What this task involves:
A verbatim repetition of the data below is requested, without images.

Entries shown:

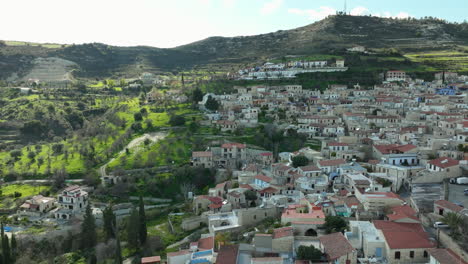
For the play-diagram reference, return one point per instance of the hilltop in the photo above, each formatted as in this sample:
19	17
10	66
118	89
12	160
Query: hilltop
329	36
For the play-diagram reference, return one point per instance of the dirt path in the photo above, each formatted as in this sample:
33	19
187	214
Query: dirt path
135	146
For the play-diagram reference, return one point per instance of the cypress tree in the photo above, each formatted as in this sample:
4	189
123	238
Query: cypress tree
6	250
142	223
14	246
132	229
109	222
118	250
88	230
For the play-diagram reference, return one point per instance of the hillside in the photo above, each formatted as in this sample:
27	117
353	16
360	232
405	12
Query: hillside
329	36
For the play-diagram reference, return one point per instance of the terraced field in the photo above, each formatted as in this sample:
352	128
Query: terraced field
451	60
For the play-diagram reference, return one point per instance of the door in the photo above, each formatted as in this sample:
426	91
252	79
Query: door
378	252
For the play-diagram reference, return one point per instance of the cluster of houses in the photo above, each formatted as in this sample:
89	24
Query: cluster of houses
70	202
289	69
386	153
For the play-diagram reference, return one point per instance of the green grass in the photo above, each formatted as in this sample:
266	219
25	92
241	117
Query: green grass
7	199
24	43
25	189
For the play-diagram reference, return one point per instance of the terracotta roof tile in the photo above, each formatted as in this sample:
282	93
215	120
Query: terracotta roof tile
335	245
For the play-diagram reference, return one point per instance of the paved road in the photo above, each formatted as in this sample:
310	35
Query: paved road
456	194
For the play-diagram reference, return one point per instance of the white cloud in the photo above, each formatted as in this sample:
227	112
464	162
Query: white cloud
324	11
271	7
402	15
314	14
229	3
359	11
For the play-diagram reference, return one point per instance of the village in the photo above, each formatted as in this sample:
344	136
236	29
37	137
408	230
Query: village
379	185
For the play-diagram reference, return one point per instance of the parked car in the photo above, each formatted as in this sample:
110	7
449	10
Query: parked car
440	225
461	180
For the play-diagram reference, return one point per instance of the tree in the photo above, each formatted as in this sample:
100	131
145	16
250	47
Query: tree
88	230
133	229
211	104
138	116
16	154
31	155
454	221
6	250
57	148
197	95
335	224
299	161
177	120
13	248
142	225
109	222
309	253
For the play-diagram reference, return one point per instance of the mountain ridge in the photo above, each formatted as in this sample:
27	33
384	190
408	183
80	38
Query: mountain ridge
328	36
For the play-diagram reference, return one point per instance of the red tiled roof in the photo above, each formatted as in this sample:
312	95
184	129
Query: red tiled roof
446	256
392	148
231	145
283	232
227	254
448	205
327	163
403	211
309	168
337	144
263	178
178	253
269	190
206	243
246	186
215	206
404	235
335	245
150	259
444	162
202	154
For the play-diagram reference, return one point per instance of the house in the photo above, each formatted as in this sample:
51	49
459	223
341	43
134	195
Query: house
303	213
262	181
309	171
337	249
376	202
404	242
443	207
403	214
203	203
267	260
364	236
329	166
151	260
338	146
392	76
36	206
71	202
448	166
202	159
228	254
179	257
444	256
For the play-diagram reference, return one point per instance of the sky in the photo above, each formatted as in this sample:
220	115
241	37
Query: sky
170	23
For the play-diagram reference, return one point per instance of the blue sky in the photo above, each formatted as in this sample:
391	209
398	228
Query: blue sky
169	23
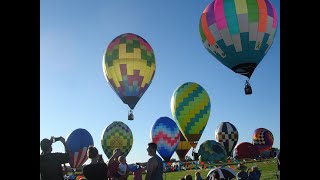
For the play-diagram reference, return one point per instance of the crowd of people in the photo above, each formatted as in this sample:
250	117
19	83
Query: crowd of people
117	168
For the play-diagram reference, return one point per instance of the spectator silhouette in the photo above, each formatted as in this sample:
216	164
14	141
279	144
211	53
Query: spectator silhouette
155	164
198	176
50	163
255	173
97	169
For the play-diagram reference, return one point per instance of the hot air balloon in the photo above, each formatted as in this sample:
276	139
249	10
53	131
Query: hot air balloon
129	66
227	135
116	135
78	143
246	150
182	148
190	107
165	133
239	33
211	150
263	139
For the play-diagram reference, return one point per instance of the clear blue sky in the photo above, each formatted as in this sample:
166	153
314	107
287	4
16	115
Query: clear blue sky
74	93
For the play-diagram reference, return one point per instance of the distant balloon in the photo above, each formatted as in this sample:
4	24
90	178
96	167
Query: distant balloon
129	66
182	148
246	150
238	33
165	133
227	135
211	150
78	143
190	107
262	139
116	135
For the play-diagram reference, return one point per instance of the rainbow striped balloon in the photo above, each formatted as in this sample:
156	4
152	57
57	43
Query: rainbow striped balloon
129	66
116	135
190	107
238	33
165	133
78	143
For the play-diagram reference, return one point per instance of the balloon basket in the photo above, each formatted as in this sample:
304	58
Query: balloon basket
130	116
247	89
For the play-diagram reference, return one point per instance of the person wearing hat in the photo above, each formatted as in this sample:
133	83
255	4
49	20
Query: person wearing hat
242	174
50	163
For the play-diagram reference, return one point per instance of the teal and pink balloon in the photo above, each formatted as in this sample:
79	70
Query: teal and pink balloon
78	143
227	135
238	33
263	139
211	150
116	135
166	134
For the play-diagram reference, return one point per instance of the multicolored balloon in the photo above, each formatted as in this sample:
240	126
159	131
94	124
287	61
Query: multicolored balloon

Reply:
For the play-diagram reference, return one point per instance of the hilltop in the photo above, each formatted as in this sample:
19	17
10	66
118	89
12	160
Query: hilltop
329	36
For the play-diagram reference, return one point per instance of the dirt path in the photo above, each formatted as in this sample:
33	19
187	214
Query: dirt path
135	146
For the play-diagram reference, return one point per instance of the cypress tree in the photo above, each formatted as in this sample:
4	189
123	238
Query: cypress tree
6	250
142	223
14	246
132	229
109	222
118	250
88	230
For the play-diagram reference, return one point per instance of the hillside in the photo above, each formatted as in this sample:
27	117
353	16
360	232
405	12
Query: hillside
329	36
For the play-diagram reference, return one point per instance of the terraced field in the photo above, each formatted as in this sample:
352	128
Query: terraced field
451	60
For the play-diagram reference, return one point per instance of the door in the photo above, each formatted as in this sample:
426	91
252	79
Query: door
378	252
For the play-diagram reference, return one point per instance of the cluster of houses in the photo above, each formatted as in this sample:
89	24
Query: cluster of houses
70	202
289	69
386	153
For the play-diagram reference, return one point per instance of the green grass in the photo above, each formatted as in this sample:
266	219
25	92
241	117
Query: green grass
7	199
24	43
25	189
For the play-diagram reference, return one point per instance of the terracotta roof tile in the photo above, each formatted as in this sample:
282	93
215	120
Query: terracotta roof tile
335	245
For the play-diagram reference, return one point per instance of the paved road in the photo above, each formatted as in this sample:
310	35
Query: paved road
456	194
For the play-diagram reference, return one point per instance of the white cloud in the photo above, each formatted as in this sample:
227	112
464	162
Query: white cloud
324	11
271	7
402	15
314	14
229	3
359	11
For the play-diagram reference, return one point per instance of the village in the photo above, each formatted as in this sample:
344	136
236	29
37	137
408	230
Query: village
379	185
For the play-diagram reference, return one point per instance of the parked car in the photo above, each formatted as in this sample:
110	7
449	10
Query: parked car
440	225
461	180
For the play-diagram reference, return one point per instance of the tree in the photo above, each formatted as in this sample:
100	131
145	16
250	47
Query: tree
88	230
133	229
211	104
138	116
16	154
31	155
454	221
6	250
57	148
197	95
335	224
299	161
177	120
13	248
142	225
109	222
309	253
For the play-diagram reference, return one point per instance of the mountain ridge in the photo above, each formatted as in this sample:
27	33
384	190
408	183
80	38
Query: mountain ridge
328	36
For the play-diagram reference, return one point per instance of the red tiled roof in the photo above, each formatted as in this sample:
312	95
184	129
Query: red tiled roof
446	256
392	148
231	145
283	232
227	254
448	205
327	163
403	211
309	168
337	144
263	178
178	253
269	190
206	243
246	186
215	206
404	235
335	245
150	259
444	162
202	154
For the play-diagram reference, return one point per instance of the house in the photo above, each formatted as in this sample:
51	49
459	223
341	43
134	195
Query: house
303	213
262	181
309	171
337	249
376	202
404	242
443	207
403	214
203	203
267	260
364	236
329	166
151	260
338	146
392	76
36	206
71	202
448	166
202	159
228	254
179	257
444	256
For the play-diagram reference, return one point per instance of the sky in the photo above, each formatted as in this sample:
220	115
241	37
Query: sky
170	23
For the play-diagram reference, return one point per instance of the blue sky in the photo above, each formatted as in this sample:
391	209
398	228
Query: blue sky
169	23
For the play-diagram reference, return one point per instance of the crowd of people in the photo above, each formatted as in this sample:
250	117
19	83
Query: crowd of people
117	168
For the play-diagram reference, return one point per instance of the spectator silhouette in the photo above, each formatted as in this sample:
216	164
14	141
279	144
211	53
Query: spectator silhouette
155	164
198	176
50	163
255	173
97	169
For the play-diagram reference, return one point per instance of the hot air balloon in the photo above, each formatted as in this sample:
276	139
249	10
53	131
Query: hot air balloon
129	66
227	135
116	135
78	143
246	150
182	148
190	107
165	133
239	33
211	150
263	139
For the play-diagram reference, return one point per instance of the clear blue sky in the photo above, each formatted as in this sample:
166	153
314	107
287	4
16	115
Query: clear blue sky
74	93
For the play-diagram reference, return one point per instance of the distant balloon in the photo above, each formatted as in this sample:
4	24
90	178
96	167
Query: distant balloon
129	66
182	148
246	150
238	33
165	133
227	135
211	150
78	143
190	107
262	139
116	135
For the play-diagram reference, return one point per instance of the rainbow striped balloon in the photo above, each formatted as in this sample:
156	4
152	57
57	43
Query: rainbow striped balloon
129	66
116	135
190	107
238	33
165	133
78	143
For the play-diagram reference, return one point per instance of the balloon basket in the photo above, each formatted as in this sample:
304	58
Query: balloon basket
130	116
247	89
For the play-diagram reference, return one point per instance of the person wearing hat in the photo above, each formatted as in this sample:
133	83
255	4
49	20
Query: person wearing hat
242	174
50	163
For the play-diagram reference, return one point per instance of the teal and pink balloon in the photo above, each formatted as in this sample:
79	70
Query: teal and pink balloon
78	143
227	135
238	33
263	139
211	150
116	135
166	134
For the play-diagram reference, return one point per instance of the multicolored balloon in the photo above, each formatted as in this sample:
240	126
159	131
94	124
287	61
Query: multicolored balloon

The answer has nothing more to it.